問題:
[1] 抜粋文から、「コイル成形体及びリアクトル」で始まり「る上に、組立作業性に優れる。」で終わる部分を、そのまま書き写してください。
[2] 抜粋文をもとに、次の問いに答えよ。
(a) 放熱部20は、コイル10Aのどの部分を覆うか。
(b) コイル10Aの形状を保持するのは何か。
(c) 放熱部20と補強部21のうち、構成樹脂の熱伝導率が高いのはどちらか。

説明

コイル成形体及びリアクトル

【課題】放熱性及び強度に優れるコイル成形体、このコイル成形体を具えるリアクトルを提供する。
【解決手段】コイル成形体1Aは、巻線10wを螺旋状に巻回してなるコイル10Aと、コイル10Aの外周を覆う樹脂モールド部2Aを具える。樹脂モールド部2Aは、熱伝導率が異なる複数の樹脂で構成され、コイル10Aの設置面10dを覆う放熱部20と、コイル10Aの残部を覆う補強部21とを具える。放熱部20の構成樹脂は、補強部21の構成樹脂よりも熱伝導率が高い。補強部21は、放熱部20よりも高強度であり、コイル10Aの形状を保持する。コイル成形体1Aは、放熱部20により放熱性に優れ、補強部21により機械的特性に優れる。コイル成形体1Aを具えるリアクトルは、放熱性に優れる上に、組立作業性に優れる。

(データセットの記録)
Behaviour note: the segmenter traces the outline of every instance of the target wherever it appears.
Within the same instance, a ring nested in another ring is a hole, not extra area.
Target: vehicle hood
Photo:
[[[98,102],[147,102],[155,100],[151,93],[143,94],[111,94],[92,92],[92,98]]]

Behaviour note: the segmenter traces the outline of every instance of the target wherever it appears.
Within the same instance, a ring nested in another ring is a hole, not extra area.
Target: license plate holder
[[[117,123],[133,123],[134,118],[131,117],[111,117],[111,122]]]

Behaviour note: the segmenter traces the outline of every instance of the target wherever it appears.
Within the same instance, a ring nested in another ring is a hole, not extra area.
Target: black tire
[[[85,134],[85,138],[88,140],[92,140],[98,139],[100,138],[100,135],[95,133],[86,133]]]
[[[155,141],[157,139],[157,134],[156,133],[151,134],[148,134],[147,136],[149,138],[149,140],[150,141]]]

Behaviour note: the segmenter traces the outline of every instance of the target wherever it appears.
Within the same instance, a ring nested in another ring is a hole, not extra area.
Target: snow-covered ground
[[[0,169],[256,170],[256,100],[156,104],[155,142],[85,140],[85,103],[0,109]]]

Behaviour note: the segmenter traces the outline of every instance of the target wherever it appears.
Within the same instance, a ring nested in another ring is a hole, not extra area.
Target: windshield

解答:
[1]
コイル成形体及びリアクトル

【課題】放熱性及び強度に優れるコイル成形体、このコイル成形体を具えるリアクトルを提供する。
【解決手段】コイル成形体1Aは、巻線10wを螺旋状に巻回してなるコイル10Aと、コイル10Aの外周を覆う樹脂モールド部2Aを具える。樹脂モールド部2Aは、熱伝導率が異なる複数の樹脂で構成され、コイル10Aの設置面10dを覆う放熱部20と、コイル10Aの残部を覆う補強部21とを具える。放熱部20の構成樹脂は、補強部21の構成樹脂よりも熱伝導率が高い。補強部21は、放熱部20よりも高強度であり、コイル10Aの形状を保持する。コイル成形体1Aは、放熱部20により放熱性に優れ、補強部21により機械的特性に優れる。コイル成形体1Aを具えるリアクトルは、放熱性に優れる上に、組立作業性に優れる。

[2]
(a) 設置面10d
(b) 補強部21
(c) 放熱部20